— Passage for review —
According to the KDnuggets 2016 software poll, Java, at 16.8%, has the second highest share in popularity among languages used in machine learning, after Python. What's more is that this marks a 19% increase from the year before! Clearly, Java remains an important and effective vehicle to build and deploy systems involving machine learning, despite claims of its decline in some quarters. With this book, we aim to reach professionals and motivated enthusiasts with some experience in Java and a beginner's knowledge of machine learning. Our goal is to make Mastering Java Machine Learning the next step on their path to becoming advanced practitioners in data science. To guide them on this path, the book covers a veritable arsenal of techniques in machine learning—some which they may already be familiar with, others perhaps not as much, or only superficially—including methods of data analysis, learning algorithms, evaluation of model performance, and more in supervised and semi-supervised learning, clustering and anomaly detection, and semi-supervised and active learning. It also presents special topics such as probabilistic graph modeling, text mining, and deep learning. Not forgetting the increasingly important topics in enterprise-scale systems today, the book also covers the unique challenges of learning from evolving data streams and the tools and techniques applicable to real-time systems, as well as the imperatives of the world of Big Data:

How does machine learning work in large-scale distributed environments?What are the trade-offs?How must algorithms be adapted?How can these systems interoperate with other technologies in the dominant Hadoop ecosystem?

— Exercise requirements —
1) Can you extract, word for word, the part of the book preface on Java for machine learning that opens with the words containing "How does machine" and closes with "dominant Hadoop ecosystem?"?
2) Could you extend the book preface on Java for machine learning by writing what comes after its last sentence?

— Given entries —
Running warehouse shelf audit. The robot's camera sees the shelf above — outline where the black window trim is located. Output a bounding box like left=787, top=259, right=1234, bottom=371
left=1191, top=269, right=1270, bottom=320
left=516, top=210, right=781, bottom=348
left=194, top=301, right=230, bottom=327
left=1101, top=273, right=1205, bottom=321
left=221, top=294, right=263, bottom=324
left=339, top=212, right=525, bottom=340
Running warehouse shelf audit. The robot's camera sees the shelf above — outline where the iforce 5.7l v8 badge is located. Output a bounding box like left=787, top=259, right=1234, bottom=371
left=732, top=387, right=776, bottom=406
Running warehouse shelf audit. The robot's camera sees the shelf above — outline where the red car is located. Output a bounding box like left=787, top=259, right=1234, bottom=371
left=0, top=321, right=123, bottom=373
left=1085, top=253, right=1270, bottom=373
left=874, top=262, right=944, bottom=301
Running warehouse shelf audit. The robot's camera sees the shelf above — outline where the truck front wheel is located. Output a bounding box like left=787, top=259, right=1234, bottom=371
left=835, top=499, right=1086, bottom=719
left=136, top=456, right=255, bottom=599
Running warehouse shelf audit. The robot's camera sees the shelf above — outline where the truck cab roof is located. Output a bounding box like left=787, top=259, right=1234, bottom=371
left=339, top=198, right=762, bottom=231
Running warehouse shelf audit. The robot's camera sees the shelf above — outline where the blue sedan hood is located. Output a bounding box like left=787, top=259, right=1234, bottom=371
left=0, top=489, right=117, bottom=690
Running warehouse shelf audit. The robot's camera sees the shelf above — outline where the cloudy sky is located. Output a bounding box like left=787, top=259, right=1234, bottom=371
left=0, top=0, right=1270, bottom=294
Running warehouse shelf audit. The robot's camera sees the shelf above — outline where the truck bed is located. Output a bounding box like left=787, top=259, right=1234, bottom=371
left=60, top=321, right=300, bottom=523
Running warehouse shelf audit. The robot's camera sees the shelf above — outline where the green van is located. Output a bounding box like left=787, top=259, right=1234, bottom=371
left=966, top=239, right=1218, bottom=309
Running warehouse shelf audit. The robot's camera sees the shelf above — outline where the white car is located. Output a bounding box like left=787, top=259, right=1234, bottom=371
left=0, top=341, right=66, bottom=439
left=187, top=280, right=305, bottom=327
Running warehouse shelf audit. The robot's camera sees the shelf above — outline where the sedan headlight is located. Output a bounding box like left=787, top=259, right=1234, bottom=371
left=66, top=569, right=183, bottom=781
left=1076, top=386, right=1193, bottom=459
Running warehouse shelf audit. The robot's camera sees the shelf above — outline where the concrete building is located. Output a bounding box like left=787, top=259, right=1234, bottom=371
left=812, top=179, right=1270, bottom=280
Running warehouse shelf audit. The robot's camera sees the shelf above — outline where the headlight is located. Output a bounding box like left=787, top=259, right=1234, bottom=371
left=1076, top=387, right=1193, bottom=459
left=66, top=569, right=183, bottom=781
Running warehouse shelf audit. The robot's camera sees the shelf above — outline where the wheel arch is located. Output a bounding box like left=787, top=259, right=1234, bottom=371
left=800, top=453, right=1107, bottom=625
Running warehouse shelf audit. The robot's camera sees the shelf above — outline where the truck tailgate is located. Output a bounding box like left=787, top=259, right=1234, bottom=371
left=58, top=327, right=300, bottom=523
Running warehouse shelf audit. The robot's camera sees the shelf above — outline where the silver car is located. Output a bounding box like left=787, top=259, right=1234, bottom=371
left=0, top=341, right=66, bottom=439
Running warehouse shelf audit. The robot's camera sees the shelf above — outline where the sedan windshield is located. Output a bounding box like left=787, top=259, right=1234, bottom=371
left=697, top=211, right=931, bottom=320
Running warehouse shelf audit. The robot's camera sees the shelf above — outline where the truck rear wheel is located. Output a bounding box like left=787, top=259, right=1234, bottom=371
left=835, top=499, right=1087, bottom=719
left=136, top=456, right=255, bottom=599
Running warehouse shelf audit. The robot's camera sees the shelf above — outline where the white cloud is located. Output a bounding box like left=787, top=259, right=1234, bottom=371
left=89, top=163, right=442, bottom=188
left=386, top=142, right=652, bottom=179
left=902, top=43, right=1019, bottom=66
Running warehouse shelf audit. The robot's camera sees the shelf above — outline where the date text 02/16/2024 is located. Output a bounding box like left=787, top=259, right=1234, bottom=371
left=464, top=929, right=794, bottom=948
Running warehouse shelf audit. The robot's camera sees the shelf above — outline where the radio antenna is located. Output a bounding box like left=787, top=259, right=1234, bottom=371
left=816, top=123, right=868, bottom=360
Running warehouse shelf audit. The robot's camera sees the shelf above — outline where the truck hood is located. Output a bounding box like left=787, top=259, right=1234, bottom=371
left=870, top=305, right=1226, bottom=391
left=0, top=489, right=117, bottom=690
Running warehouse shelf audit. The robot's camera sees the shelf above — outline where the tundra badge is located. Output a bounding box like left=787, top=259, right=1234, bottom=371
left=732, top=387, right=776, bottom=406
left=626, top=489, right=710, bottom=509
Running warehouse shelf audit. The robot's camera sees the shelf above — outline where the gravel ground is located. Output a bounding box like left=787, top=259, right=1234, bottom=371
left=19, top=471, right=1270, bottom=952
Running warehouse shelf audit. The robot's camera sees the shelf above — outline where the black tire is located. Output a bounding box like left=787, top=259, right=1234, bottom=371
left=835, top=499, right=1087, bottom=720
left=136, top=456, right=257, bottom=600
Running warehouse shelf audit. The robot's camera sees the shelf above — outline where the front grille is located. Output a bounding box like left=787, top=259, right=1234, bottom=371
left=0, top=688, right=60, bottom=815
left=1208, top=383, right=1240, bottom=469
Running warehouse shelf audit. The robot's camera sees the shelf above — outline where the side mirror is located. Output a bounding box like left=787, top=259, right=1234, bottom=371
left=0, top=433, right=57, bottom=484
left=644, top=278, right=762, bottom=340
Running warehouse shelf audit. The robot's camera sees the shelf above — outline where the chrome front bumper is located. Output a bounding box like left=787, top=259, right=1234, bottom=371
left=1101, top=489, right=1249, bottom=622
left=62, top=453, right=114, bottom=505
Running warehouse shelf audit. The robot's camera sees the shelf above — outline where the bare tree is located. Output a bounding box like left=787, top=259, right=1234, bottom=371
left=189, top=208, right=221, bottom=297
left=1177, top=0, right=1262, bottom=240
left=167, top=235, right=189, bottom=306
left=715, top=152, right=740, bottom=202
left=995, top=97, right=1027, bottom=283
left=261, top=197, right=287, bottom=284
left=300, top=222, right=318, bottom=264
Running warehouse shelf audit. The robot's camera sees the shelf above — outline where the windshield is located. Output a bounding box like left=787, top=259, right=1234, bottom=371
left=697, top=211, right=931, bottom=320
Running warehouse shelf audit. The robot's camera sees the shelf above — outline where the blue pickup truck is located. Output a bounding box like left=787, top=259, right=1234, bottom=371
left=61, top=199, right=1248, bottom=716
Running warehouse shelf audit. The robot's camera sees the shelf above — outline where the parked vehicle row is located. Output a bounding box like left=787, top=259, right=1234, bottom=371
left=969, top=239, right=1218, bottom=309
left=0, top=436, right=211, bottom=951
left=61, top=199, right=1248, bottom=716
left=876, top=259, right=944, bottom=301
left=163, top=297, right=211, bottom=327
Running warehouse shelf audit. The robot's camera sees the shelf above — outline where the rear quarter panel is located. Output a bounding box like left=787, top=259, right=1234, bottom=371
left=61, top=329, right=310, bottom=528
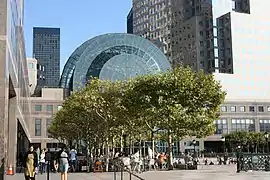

— Results of the tasks —
1)
How does machine learning work in large-scale distributed environments?What are the trade-offs?How must algorithms be adapted?How can these systems interoperate with other technologies in the dominant Hadoop ecosystem?

2)
This book explains how to apply machine learning to real-world data and real-world domains with the right methodology, processes, applications, and analysis. Accompanying each chapter are case studies and examples of how to apply the newly learned techniques using some of the best available open source tools written in Java. This book covers more than 15 open source Java tools supporting a wide range of techniques between them, with code and practical usage. The code, data, and configurations are available for readers to download and experiment with. We present more than ten real-world case studies in Machine Learning that illustrate the data scientist's process. Each case study details the steps undertaken in the experiments: data ingestion, data analysis, data cleansing, feature reduction/selection, mapping to machine learning, model training, model selection, model evaluation, and analysis of results. This gives the reader a practical guide to using the tools and methods presented in each chapter for solving the business problem at hand.

What this book covers

Chapter 1, Machine Learning Review, is a refresher of basic concepts and techniques that the reader would have learned from Packt's Learning Machine Learning in Java or a similar text. This chapter is a review of concepts such as data, data transformation, sampling and bias, features and their importance, supervised learning, unsupervised learning, big data learning, stream and real-time learning, probabilistic graphic models, and semi-supervised learning.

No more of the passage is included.